==== GIVEN TEXT ====

- Also known as: PDE
- Origin: Seoul, South Korea
- Genres: Dance, Electronica, Hip hop
- Years active: 2013–2019
- Labels: DOMA Entertainment
- Members: Blue (Jung Ga-hee), Yellow (Kim Eun-bi)
- Past members: Red (Lee Hee-jin)

= Pungdeng-E =

South Korean musical group

Pungdeng-E (풍뎅이) is a South Korean female music trio formed in December 2013. One of their original concepts was the use of different regional Korean dialects where each member uses her own local dialect. They are known to have unique lyrics and videos. The members modeled together for the Korean cosmetics brand Seed & Tree.
Pungdeng-E performed on the first and third day of the 42nd Los Angeles Korean Festival in California on November 2, 2015. The groups first Japanese performance was on November 28, 2015 in Ōta, Tokyo.

==== ENTRIES SHOWN ====

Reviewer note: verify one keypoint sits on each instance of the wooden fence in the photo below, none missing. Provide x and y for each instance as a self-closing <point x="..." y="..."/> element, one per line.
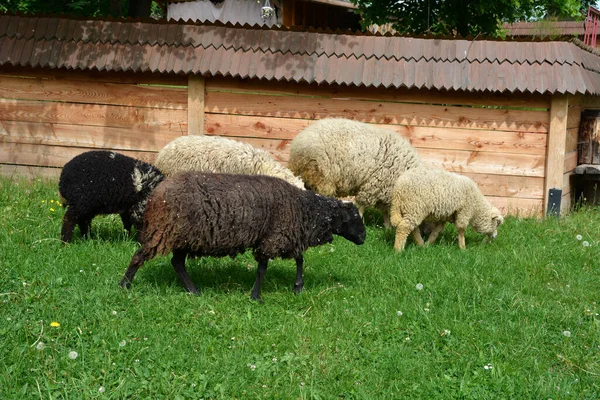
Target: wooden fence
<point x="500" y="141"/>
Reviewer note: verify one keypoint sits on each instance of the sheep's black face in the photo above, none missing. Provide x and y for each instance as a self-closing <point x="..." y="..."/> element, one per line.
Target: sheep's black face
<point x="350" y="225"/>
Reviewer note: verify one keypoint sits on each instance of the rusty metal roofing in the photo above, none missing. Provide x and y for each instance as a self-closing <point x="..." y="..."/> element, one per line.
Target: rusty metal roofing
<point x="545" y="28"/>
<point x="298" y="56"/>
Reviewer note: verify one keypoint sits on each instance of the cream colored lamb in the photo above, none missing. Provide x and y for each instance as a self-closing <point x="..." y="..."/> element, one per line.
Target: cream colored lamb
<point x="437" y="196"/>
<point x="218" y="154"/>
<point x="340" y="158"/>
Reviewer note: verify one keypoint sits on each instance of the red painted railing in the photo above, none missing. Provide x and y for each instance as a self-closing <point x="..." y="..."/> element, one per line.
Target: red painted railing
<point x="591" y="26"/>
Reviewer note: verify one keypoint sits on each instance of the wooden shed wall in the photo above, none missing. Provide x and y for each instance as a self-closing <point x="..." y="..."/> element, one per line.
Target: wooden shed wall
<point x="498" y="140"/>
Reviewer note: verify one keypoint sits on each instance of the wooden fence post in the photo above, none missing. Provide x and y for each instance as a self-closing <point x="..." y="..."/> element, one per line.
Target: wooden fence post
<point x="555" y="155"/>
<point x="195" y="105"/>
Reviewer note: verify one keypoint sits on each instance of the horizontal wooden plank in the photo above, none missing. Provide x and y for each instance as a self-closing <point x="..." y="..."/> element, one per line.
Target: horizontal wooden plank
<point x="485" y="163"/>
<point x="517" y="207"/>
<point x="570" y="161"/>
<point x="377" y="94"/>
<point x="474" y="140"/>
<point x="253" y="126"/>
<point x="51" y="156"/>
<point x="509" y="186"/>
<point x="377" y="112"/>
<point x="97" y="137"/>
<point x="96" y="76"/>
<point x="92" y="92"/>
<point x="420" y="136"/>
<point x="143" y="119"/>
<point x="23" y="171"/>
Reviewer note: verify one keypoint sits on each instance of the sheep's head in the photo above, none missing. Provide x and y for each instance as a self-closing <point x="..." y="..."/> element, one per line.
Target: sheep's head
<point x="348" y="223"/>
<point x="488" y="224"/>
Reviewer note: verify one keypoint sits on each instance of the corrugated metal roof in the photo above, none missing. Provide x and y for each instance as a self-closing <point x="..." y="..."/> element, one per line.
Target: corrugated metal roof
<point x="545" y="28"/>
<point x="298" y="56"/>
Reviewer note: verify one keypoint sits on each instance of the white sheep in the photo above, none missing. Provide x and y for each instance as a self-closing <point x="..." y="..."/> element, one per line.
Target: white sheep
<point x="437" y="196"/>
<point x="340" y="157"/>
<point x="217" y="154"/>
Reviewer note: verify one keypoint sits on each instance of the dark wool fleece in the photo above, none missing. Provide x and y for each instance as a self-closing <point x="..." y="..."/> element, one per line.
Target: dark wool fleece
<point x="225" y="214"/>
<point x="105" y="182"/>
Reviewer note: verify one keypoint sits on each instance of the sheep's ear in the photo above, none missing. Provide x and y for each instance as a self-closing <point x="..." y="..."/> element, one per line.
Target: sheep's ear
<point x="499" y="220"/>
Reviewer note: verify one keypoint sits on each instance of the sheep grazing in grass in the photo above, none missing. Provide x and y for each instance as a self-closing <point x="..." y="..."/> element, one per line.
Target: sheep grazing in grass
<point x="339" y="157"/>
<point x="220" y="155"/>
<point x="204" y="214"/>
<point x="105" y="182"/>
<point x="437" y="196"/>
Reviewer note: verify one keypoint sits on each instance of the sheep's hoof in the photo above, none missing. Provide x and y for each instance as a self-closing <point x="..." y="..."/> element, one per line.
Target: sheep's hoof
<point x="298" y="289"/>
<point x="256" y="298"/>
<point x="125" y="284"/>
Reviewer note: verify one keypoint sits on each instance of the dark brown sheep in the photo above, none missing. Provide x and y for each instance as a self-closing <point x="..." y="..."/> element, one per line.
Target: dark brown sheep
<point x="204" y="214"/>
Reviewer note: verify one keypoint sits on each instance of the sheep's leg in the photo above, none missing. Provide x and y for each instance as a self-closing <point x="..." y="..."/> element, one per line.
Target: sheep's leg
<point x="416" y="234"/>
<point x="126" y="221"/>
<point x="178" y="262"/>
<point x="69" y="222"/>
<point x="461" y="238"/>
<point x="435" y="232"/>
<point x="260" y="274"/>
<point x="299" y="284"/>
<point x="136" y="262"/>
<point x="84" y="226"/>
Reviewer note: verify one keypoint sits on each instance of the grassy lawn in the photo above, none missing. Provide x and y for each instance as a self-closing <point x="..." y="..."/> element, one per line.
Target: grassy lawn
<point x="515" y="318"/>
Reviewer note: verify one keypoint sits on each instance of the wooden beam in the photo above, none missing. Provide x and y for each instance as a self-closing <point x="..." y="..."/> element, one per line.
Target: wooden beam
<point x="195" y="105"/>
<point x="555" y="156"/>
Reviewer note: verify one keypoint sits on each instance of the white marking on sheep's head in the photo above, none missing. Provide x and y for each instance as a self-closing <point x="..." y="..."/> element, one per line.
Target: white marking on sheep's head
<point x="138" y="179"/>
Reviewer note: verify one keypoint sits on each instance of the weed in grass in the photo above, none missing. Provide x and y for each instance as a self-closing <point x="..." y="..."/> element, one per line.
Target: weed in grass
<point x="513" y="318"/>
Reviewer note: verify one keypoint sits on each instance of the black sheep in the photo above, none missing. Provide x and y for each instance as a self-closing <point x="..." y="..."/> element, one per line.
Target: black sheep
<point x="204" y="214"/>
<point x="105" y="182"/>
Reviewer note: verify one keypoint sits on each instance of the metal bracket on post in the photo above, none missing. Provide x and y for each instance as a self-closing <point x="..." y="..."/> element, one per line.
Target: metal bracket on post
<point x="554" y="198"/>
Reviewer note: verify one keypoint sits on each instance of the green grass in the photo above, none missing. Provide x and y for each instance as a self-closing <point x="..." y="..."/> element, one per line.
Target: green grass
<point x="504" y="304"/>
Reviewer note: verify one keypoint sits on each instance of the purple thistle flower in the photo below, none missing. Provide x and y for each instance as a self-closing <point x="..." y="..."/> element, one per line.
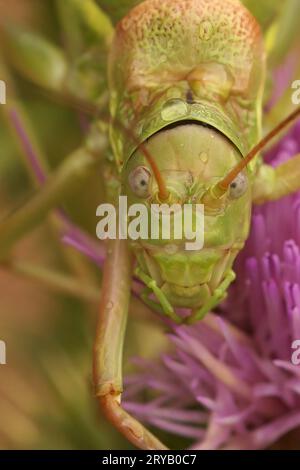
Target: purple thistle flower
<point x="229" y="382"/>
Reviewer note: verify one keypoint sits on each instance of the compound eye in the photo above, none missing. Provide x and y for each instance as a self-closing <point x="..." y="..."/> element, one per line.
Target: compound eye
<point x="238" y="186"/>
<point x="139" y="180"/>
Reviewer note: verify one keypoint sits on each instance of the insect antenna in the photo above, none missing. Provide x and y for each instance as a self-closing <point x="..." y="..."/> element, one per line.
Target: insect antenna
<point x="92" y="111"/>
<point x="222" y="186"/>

====

> **TASK TO COMPLETE**
Reproduce the passage of the Pungdeng-E text from "Pungdeng-E (풍뎅이) is" to "in Ōta, Tokyo.".

> **FULL ANSWER**
Pungdeng-E (풍뎅이) is a South Korean female music trio formed in December 2013. One of their original concepts was the use of different regional Korean dialects where each member uses her own local dialect. They are known to have unique lyrics and videos. The members modeled together for the Korean cosmetics brand Seed & Tree.
Pungdeng-E performed on the first and third day of the 42nd Los Angeles Korean Festival in California on November 2, 2015. The groups first Japanese performance was on November 28, 2015 in Ōta, Tokyo.